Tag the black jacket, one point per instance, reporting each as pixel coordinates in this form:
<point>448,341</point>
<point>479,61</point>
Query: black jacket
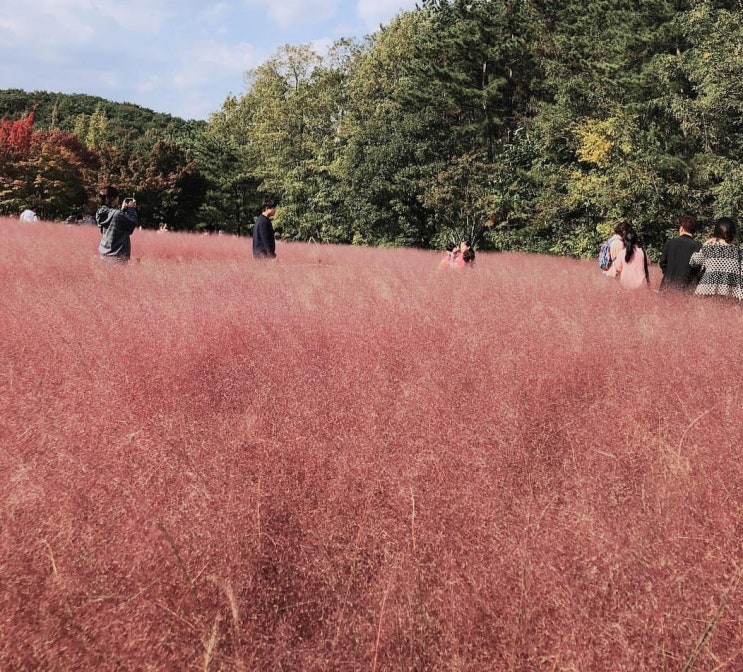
<point>116,226</point>
<point>264,242</point>
<point>674,262</point>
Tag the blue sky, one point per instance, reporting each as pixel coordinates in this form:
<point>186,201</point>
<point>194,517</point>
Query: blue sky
<point>183,57</point>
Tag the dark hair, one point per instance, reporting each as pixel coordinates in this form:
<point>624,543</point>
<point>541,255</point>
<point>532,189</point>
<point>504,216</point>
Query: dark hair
<point>108,194</point>
<point>631,244</point>
<point>725,229</point>
<point>621,228</point>
<point>688,223</point>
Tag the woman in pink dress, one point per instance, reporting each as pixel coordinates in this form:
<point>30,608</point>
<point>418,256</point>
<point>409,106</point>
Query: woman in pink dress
<point>631,264</point>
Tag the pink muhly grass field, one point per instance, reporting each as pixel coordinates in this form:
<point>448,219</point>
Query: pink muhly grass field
<point>350,460</point>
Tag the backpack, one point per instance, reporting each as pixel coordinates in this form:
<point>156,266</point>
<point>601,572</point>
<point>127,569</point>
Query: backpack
<point>605,255</point>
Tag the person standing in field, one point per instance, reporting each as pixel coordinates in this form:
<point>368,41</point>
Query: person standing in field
<point>674,260</point>
<point>116,224</point>
<point>264,240</point>
<point>29,215</point>
<point>446,261</point>
<point>720,262</point>
<point>631,263</point>
<point>611,247</point>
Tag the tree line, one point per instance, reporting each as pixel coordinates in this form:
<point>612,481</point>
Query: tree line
<point>523,124</point>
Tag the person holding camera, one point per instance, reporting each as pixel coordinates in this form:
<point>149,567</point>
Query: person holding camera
<point>116,224</point>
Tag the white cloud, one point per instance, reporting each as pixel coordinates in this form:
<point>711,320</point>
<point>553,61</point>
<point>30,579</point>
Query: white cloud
<point>373,13</point>
<point>288,14</point>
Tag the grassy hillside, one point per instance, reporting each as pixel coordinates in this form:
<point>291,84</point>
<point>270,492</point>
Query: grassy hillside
<point>62,110</point>
<point>349,460</point>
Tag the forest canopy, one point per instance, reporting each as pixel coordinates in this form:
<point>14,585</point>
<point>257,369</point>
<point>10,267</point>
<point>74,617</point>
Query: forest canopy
<point>523,124</point>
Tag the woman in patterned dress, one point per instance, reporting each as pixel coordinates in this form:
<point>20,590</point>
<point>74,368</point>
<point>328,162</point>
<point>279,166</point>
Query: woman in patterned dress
<point>720,262</point>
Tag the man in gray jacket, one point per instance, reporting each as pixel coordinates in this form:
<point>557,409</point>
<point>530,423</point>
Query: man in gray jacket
<point>116,224</point>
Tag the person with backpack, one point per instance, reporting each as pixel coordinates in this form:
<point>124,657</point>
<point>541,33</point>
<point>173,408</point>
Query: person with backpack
<point>115,224</point>
<point>674,260</point>
<point>610,248</point>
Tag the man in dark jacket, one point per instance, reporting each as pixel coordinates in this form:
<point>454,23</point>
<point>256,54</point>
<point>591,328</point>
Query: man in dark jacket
<point>264,241</point>
<point>674,260</point>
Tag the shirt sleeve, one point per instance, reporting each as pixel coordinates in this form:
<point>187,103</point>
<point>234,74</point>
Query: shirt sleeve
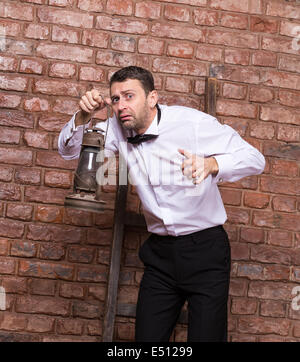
<point>236,158</point>
<point>70,139</point>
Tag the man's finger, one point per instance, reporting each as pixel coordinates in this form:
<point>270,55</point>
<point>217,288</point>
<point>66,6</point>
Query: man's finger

········

● Task instructions: Set down, unchanged, every line of the listing above from the line with "Tag the woman in pink" to the line with "<point>349,460</point>", including both of those lines.

● Complete response:
Tag the woman in pink dress, one point per instance, reporting each as pixel coordinates in this form:
<point>30,608</point>
<point>418,256</point>
<point>409,106</point>
Query: woman in pink dress
<point>631,264</point>
Tag the pink muhly grass field, one point per instance, reporting each as pixel coordinates in this form:
<point>448,219</point>
Query: pink muhly grass field
<point>350,460</point>
Tag the backpack, one point per instance, reporting each as pixel coordinates in this form:
<point>156,266</point>
<point>601,572</point>
<point>127,569</point>
Query: backpack
<point>605,255</point>
Tag the person standing in field, one point per instance, reporting each as pixel coordinates in this form:
<point>368,41</point>
Query: person standing in field
<point>674,260</point>
<point>116,224</point>
<point>264,240</point>
<point>29,215</point>
<point>446,261</point>
<point>720,262</point>
<point>631,263</point>
<point>611,247</point>
Tag the tree line, one point per instance, reporting each as pixel coordinates in this form:
<point>612,481</point>
Query: tree line
<point>523,124</point>
Tag the person holding camera, one point per instance, reporting each as pixel coordinates in this form:
<point>149,567</point>
Query: person holding camera
<point>116,224</point>
Tag the white cloud, one point per instance, reporting each as pixel coordinates in this form:
<point>711,320</point>
<point>553,61</point>
<point>30,579</point>
Query: white cloud
<point>373,13</point>
<point>288,14</point>
Tag the grassy hillside, one point per instance, reporting each as pixel coordinates in this form:
<point>291,84</point>
<point>270,492</point>
Query: grassy hillside
<point>62,110</point>
<point>349,460</point>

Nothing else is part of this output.